[start]

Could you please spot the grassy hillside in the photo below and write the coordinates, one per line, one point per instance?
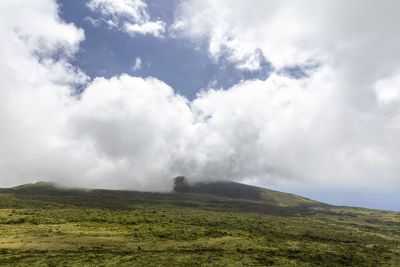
(44, 225)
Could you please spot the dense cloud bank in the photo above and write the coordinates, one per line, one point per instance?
(339, 126)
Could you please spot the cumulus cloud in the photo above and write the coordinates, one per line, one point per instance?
(335, 127)
(130, 16)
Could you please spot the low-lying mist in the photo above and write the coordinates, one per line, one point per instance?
(136, 133)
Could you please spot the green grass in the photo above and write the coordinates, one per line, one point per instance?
(47, 227)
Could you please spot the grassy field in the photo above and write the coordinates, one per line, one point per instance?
(44, 226)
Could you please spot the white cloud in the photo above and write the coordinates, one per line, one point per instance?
(138, 64)
(130, 16)
(336, 128)
(358, 34)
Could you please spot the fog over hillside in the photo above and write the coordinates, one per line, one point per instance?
(337, 126)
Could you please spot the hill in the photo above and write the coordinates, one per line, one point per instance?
(207, 224)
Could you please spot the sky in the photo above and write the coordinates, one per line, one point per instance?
(301, 97)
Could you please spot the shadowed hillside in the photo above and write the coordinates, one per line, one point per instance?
(205, 224)
(242, 191)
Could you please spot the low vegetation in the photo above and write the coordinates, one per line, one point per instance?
(43, 225)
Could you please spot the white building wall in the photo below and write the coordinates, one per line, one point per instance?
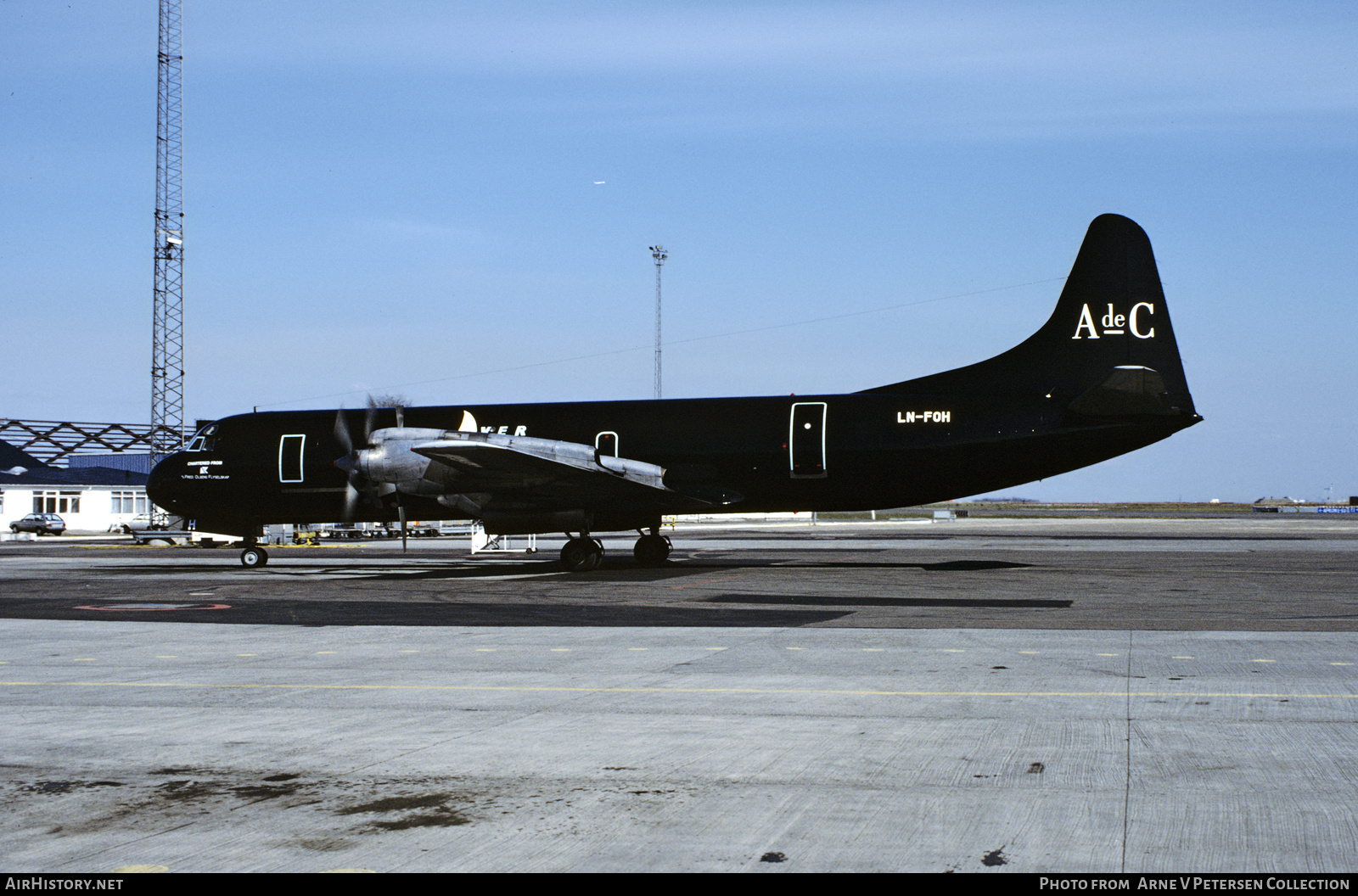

[end]

*What the exercise asks*
Lay out all the lines above as a Markdown table with two columns, Row (counting up from 1) and Line, one line per row. Leave out the pictures and any blank lines.

*Response*
| Row | Line |
|---|---|
| 1 | Could you please spot the grassy hillside in the photo below and write the coordinates, one per line, one point per instance? |
| 2 | (44, 225) |
| 3 | Could you please spot the dense cloud bank in the photo above and write the coordinates, one per line, one point per instance? |
| 4 | (339, 126) |
| 5 | Could you please spot the cumulus cloud in the photo above and write the coordinates, one per line, one point per instance? |
| 6 | (335, 127) |
| 7 | (130, 16) |
| 8 | Could you please spot the low-lying mist in the photo above and write the coordinates, one per line, one point per instance? |
| 9 | (136, 133) |
| 10 | Could you please spot the green grass in the photo above and write the coordinates, one per line, one point per instance? |
| 11 | (47, 227) |
| 12 | Could you please spot the grassy field in the photo above and write the coordinates, one per line, one point per instance? |
| 13 | (44, 226) |
| 14 | Could you please spot the white cloud in the photo above and write the coordinates, one per line, one point per instance? |
| 15 | (138, 64) |
| 16 | (130, 16) |
| 17 | (336, 128) |
| 18 | (358, 34) |
| 19 | Could you please spot the fog over hillside in the photo above and write the coordinates, one per line, one point per instance? |
| 20 | (337, 126) |
| 21 | Could you please spot the hill in the photo above and write the coordinates, one per line, one point per instance? |
| 22 | (207, 224) |
| 23 | Could you please spot the sky in the photo above and write the coordinates, one per line, one point per instance? |
| 24 | (301, 97) |
| 25 | Could you please spot the shadowed hillside in the photo above and write the coordinates, one per line, one point per instance? |
| 26 | (205, 224) |
| 27 | (242, 191) |
| 28 | Could you please spot the low vegetation in the photo above and write the coordinates, one per line, one point per instance? |
| 29 | (43, 225) |
| 30 | Could you please spot the white building wall in the photo below and write the coordinates, one per line, one point per instance? |